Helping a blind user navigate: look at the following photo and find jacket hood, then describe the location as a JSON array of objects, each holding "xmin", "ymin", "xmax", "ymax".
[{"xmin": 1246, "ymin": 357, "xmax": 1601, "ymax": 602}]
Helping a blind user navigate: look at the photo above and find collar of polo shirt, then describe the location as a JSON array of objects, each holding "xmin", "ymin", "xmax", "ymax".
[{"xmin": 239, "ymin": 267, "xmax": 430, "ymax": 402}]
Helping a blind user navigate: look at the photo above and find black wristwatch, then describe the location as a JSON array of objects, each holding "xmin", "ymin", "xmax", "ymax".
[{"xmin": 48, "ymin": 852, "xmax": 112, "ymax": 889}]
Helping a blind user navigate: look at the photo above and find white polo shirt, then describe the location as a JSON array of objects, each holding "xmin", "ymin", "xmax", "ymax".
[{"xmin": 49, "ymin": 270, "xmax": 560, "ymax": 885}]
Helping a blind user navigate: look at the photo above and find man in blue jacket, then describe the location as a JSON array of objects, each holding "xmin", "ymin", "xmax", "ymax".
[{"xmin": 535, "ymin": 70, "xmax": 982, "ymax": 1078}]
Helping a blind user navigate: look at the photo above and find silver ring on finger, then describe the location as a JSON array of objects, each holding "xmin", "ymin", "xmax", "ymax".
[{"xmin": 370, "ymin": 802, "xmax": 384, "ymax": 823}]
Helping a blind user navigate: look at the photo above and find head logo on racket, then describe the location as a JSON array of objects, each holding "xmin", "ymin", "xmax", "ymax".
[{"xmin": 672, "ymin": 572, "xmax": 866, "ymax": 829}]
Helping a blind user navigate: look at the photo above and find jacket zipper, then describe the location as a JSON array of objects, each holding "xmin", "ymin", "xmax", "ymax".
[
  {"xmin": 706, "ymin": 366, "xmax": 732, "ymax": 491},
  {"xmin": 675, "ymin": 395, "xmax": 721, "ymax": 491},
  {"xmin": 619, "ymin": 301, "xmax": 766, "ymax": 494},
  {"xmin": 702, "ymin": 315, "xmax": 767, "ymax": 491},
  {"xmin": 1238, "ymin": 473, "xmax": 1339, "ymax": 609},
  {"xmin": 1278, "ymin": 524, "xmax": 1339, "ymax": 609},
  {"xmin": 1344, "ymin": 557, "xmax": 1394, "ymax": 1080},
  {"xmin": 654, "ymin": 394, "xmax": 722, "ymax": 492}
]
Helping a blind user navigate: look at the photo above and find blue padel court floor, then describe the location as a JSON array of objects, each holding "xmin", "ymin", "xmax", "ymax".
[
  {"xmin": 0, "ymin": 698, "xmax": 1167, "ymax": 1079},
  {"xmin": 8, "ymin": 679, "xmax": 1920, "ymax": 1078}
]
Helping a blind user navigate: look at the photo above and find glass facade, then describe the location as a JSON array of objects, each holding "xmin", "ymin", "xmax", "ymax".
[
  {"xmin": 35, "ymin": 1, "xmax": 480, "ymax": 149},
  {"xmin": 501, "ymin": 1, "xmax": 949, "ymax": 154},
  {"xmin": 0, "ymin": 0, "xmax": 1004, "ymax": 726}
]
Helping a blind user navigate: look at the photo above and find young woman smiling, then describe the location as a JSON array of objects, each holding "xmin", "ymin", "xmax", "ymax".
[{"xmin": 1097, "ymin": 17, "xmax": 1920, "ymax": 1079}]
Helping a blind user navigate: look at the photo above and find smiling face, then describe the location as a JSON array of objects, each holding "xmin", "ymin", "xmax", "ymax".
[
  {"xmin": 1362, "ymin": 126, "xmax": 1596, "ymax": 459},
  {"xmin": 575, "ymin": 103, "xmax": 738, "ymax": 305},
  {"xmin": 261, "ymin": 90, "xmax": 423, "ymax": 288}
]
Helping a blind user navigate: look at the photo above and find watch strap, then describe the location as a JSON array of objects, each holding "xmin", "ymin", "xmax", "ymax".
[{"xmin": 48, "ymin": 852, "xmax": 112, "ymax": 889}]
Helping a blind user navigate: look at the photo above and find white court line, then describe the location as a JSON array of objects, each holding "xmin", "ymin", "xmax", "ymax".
★ ★ ★ ★ ★
TASK PROMPT = All records must be repeated exactly, with none skipped.

TASK SOLUTION =
Helping a blind user navigate: look at the following photo and find jacket hood, then describe the location as a JSON array of objects, each holding "xmin", "ymin", "xmax", "ymax".
[{"xmin": 1246, "ymin": 357, "xmax": 1601, "ymax": 602}]
Helping a blind user navigate: look at the photo above and find collar of polo shirt, then describe the location as a JSON array of objects, each holding "xmin", "ymin", "xmax", "ymax".
[{"xmin": 239, "ymin": 267, "xmax": 430, "ymax": 402}]
Helping a blind user navigate: look at the photo above and find black wristwatch, then describe the location as a JSON array of objects, each holding "xmin", "ymin", "xmax", "ymax".
[{"xmin": 48, "ymin": 852, "xmax": 112, "ymax": 889}]
Helping a blind user navigate: look at the photo above and find white polo shirt, then describe the location as a JSON array of objects, each holding "xmin", "ymin", "xmax", "ymax".
[{"xmin": 49, "ymin": 270, "xmax": 560, "ymax": 885}]
Helping a blind user navigate: look at the photo above and find man in blue jacket, then describe the location as a JSON array of objects, each holding "xmin", "ymin", "xmax", "ymax".
[{"xmin": 535, "ymin": 70, "xmax": 982, "ymax": 1078}]
Helping a blind user navigate: look at the photo above and find silver ring on finger, then describe the location as a JSON array of objects, each holding "xmin", "ymin", "xmax", "ymax".
[{"xmin": 370, "ymin": 802, "xmax": 384, "ymax": 823}]
Helping a blind user navigate: look at the photo above and find head logo on racket, then describe the location as a JSON array of objects, each holding "xmin", "ymin", "xmax", "ymax".
[{"xmin": 672, "ymin": 572, "xmax": 866, "ymax": 829}]
Helping a blind user navigate: look at the photo above and find jacket zipper, then describe the location as a JSON array of objects, each holding "xmin", "ymin", "xmax", "ymax".
[
  {"xmin": 706, "ymin": 366, "xmax": 732, "ymax": 491},
  {"xmin": 675, "ymin": 395, "xmax": 721, "ymax": 491},
  {"xmin": 619, "ymin": 301, "xmax": 766, "ymax": 494},
  {"xmin": 702, "ymin": 315, "xmax": 767, "ymax": 491},
  {"xmin": 1238, "ymin": 473, "xmax": 1339, "ymax": 609},
  {"xmin": 1278, "ymin": 524, "xmax": 1339, "ymax": 609},
  {"xmin": 1344, "ymin": 557, "xmax": 1394, "ymax": 1080},
  {"xmin": 654, "ymin": 394, "xmax": 722, "ymax": 492}
]
Helping a blind user navigate: look at the photo above and find blue padel court floor, then describe the location as a JSON array of objects, each holding "xmin", "ymin", "xmax", "ymax".
[
  {"xmin": 0, "ymin": 698, "xmax": 1167, "ymax": 1079},
  {"xmin": 8, "ymin": 679, "xmax": 1920, "ymax": 1078}
]
Helping a blind user navigate: look at the photo above and find glass facade, then describe the location as a JSON array of objects, each holding "xmin", "ymin", "xmax", "ymax".
[
  {"xmin": 35, "ymin": 1, "xmax": 480, "ymax": 149},
  {"xmin": 501, "ymin": 1, "xmax": 949, "ymax": 154},
  {"xmin": 0, "ymin": 0, "xmax": 1004, "ymax": 726}
]
Helping a blind user navigate: look at the photo above and find young woman smiling, then describe the location as a JSON array of objects, each holding "xmin", "ymin", "xmax", "ymax".
[{"xmin": 1097, "ymin": 17, "xmax": 1920, "ymax": 1079}]
Helping a blind user navigate: look at the photo above and find smiling face, then describe the location as a JSON array of objects, each holding "xmin", "ymin", "xmax", "ymax".
[
  {"xmin": 1362, "ymin": 126, "xmax": 1596, "ymax": 459},
  {"xmin": 575, "ymin": 103, "xmax": 738, "ymax": 305},
  {"xmin": 261, "ymin": 90, "xmax": 423, "ymax": 288}
]
Helping a blind user navigate: look at the photo above and find watch strap, then describe the location as a JSON array of objects, each holding "xmin", "ymin", "xmax", "ymax".
[{"xmin": 48, "ymin": 852, "xmax": 112, "ymax": 889}]
Helping a blind user navigate: look at the photo above and find white court line, then describe the location as a JSON array of objects, each holding "xmin", "ymin", "xmax", "ymax".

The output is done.